**Estratto selezionato**
A
volte si fa presto a gridare al capolavoro.
In
Italia, poi, è ancora più facile, considerato il panorama desolante
delle serie tv.
Eppure
lanciarsi in lodi sperticate di Gomorra – La Serie è assolutamente
doveroso: 12 episodi senza cali di tensione, senza sbavature.
Compatti, emozionanti, sceneggiati e diretti magnificamente.
Il
prodotto di Stefano Sollima, supervisionato dallo stesso Roberto
Saviano, ha finalmente dimostrato (perchè, purtroppo, nel nostro
Paese c'è sempre bisogno di dimostrare) che si può e si deve
produrre fiction di altissima qualità senza ridursi a famiglie
buoniste, nonni rincoglioniti, preti simpaticoni e bellocci/e
inespressivi. Che il pubblico è pronto a premiare queste opere con ascolti altissimi. Che forse è sempre stato pronto, ma non gli è
mai stato proposto un prodotto all'altezza dei concorrenti
internazionali.

**Compiti da svolgere**
• A. Rispondi alle seguenti domande sul testo relativo a Gomorra – La Serie.
(i) Quanti episodi conta la serie?
(ii) Chi ha supervisionato il prodotto di Stefano Sollima?
(iii) Con che cosa, secondo il testo, il pubblico è pronto a premiare queste opere?
• B. Riporta senza modifiche il passo del testo su Gomorra – La Serie che va da "Compatti, emozionanti, sceneggiati" fino a "internazionali." compreso.

**Voci del dataset**
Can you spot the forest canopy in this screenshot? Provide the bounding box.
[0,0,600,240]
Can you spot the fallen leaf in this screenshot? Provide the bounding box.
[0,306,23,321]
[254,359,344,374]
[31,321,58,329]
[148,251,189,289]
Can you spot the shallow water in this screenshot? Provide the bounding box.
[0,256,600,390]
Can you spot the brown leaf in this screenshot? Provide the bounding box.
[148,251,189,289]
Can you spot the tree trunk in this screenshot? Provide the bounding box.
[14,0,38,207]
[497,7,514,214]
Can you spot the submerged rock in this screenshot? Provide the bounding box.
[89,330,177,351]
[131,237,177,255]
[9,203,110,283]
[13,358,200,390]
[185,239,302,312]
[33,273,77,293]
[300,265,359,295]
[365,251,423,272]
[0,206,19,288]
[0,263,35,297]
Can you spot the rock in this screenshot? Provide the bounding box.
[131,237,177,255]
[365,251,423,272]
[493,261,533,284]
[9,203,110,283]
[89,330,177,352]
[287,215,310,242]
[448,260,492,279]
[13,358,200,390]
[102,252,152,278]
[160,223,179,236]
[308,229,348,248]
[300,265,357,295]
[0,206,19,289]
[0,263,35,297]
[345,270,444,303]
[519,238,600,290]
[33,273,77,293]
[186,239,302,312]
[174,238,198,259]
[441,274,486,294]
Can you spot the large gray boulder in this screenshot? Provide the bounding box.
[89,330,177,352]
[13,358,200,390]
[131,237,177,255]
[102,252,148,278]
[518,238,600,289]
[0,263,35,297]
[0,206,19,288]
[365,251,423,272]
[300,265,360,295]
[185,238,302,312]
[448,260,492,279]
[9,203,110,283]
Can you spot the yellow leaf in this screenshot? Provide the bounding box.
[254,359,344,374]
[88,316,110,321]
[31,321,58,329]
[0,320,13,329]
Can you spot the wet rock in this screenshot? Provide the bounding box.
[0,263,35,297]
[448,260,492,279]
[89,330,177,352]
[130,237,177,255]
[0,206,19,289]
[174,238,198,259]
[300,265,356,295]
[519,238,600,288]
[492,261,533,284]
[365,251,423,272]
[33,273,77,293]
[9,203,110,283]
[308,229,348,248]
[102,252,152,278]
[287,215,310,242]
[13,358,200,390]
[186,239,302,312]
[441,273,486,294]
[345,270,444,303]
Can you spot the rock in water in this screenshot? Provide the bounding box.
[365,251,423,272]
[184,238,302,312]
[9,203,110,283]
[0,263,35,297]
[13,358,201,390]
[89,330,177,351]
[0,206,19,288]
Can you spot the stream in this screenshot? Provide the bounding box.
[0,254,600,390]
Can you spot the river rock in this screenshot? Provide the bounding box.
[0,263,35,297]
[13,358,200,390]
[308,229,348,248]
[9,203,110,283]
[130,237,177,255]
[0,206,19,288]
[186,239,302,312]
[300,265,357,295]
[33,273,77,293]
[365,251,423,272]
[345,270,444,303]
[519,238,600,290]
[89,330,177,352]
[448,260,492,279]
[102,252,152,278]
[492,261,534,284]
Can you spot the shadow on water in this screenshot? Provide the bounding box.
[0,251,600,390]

---

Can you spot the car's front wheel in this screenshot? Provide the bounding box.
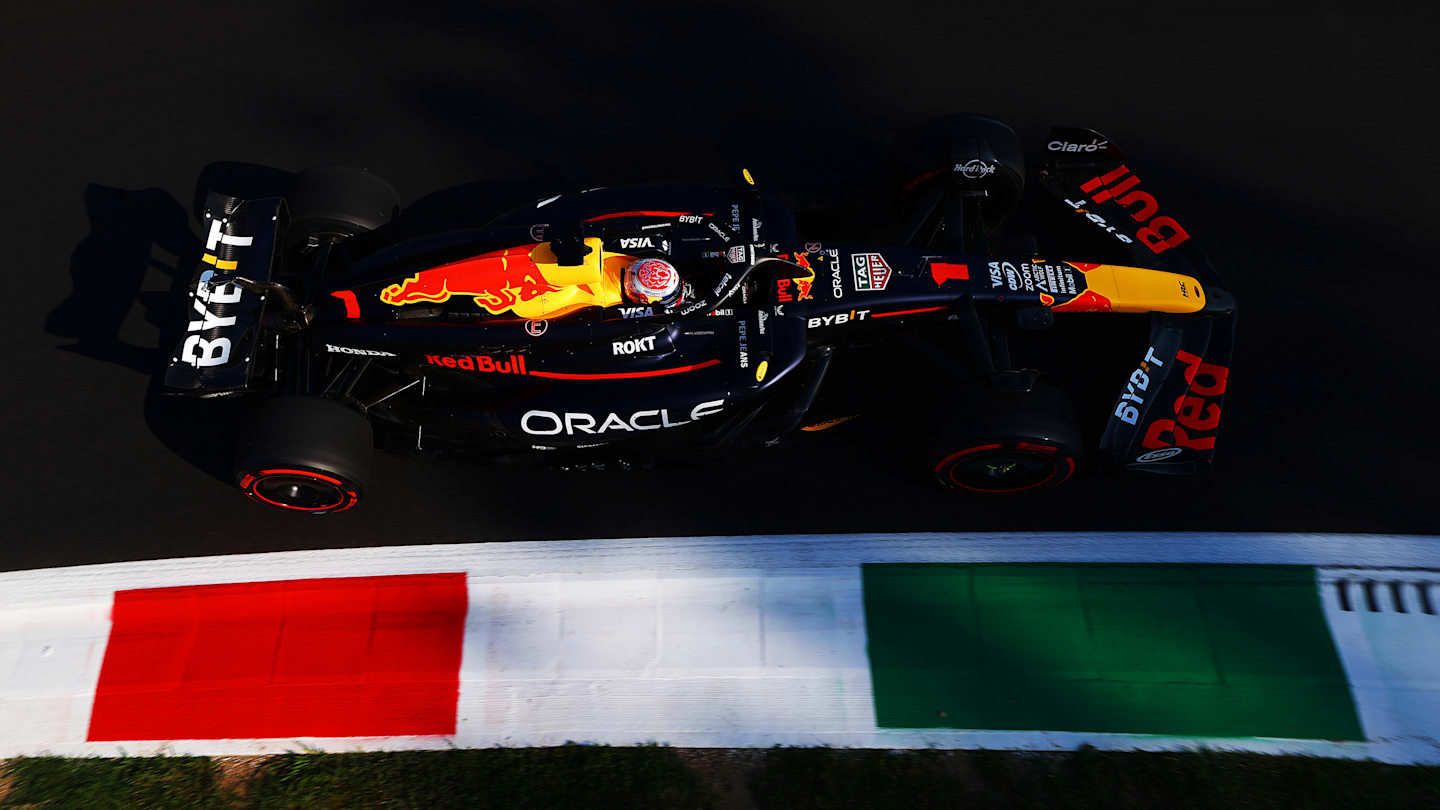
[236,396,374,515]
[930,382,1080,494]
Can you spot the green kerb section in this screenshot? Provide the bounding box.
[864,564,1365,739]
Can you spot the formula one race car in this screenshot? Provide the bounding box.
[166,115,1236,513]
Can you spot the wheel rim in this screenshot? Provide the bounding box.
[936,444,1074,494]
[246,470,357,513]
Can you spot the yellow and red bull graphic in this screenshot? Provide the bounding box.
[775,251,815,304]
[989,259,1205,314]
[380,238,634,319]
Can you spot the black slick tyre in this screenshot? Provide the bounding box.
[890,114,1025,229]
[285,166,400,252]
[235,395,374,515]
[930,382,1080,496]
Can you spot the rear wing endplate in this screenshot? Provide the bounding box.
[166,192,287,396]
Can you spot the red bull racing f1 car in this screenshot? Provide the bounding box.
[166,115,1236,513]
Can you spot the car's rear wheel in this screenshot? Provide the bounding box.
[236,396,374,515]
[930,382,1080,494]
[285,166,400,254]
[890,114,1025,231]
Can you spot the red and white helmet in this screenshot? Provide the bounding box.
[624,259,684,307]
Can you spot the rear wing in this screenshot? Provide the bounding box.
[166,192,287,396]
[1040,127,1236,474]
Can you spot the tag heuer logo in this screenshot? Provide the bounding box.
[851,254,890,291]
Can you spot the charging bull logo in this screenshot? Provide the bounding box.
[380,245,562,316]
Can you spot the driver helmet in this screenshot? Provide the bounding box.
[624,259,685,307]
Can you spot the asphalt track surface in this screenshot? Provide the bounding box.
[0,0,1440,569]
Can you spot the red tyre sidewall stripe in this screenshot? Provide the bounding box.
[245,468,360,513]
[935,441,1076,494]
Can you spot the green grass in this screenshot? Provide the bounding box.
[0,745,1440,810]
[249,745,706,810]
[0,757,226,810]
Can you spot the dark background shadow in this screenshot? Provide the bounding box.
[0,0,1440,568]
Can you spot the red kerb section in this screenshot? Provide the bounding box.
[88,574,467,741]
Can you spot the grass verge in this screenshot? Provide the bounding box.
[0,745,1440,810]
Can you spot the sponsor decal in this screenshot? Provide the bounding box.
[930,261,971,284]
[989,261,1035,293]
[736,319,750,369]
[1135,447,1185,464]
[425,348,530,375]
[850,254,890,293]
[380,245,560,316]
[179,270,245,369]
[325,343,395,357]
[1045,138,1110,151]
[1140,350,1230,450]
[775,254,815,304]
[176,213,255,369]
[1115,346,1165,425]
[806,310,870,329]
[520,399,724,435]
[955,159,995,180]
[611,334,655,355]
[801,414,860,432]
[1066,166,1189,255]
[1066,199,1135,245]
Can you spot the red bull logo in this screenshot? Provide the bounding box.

**Risposte attese**
• A.
(i) 12 episodi.
(ii) Roberto Saviano.
(iii) Con ascolti altissimi.

• B.
Compatti, emozionanti, sceneggiati e diretti magnificamente.
Il
prodotto di Stefano Sollima, supervisionato dallo stesso Roberto
Saviano, ha finalmente dimostrato (perchè, purtroppo, nel nostro
Paese c'è sempre bisogno di dimostrare) che si può e si deve
produrre fiction di altissima qualità senza ridursi a famiglie
buoniste, nonni rincoglioniti, preti simpaticoni e bellocci/e
inespressivi. Che il pubblico è pronto a premiare queste opere con ascolti altissimi. Che forse è sempre stato pronto, ma non gli è
mai stato proposto un prodotto all'altezza dei concorrenti
internazionali.